[Start of section]

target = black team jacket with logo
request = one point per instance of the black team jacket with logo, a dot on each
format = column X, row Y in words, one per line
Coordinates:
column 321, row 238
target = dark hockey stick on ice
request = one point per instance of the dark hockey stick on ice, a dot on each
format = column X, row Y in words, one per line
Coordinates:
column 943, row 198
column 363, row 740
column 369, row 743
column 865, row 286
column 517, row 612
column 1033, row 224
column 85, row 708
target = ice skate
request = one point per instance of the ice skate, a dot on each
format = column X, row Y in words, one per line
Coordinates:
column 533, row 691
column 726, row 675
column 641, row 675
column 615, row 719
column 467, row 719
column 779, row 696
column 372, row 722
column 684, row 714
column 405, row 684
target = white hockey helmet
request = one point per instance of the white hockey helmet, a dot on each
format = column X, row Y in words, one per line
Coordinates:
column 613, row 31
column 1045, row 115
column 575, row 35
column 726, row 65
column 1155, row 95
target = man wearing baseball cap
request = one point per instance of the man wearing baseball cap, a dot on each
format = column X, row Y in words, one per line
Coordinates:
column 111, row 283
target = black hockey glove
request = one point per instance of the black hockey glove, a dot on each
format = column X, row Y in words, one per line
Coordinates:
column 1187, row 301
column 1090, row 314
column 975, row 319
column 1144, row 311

[End of section]

Work task:
For the word "baseball", work out how many lines of the entries contain it, and state the number alone.

The answer:
2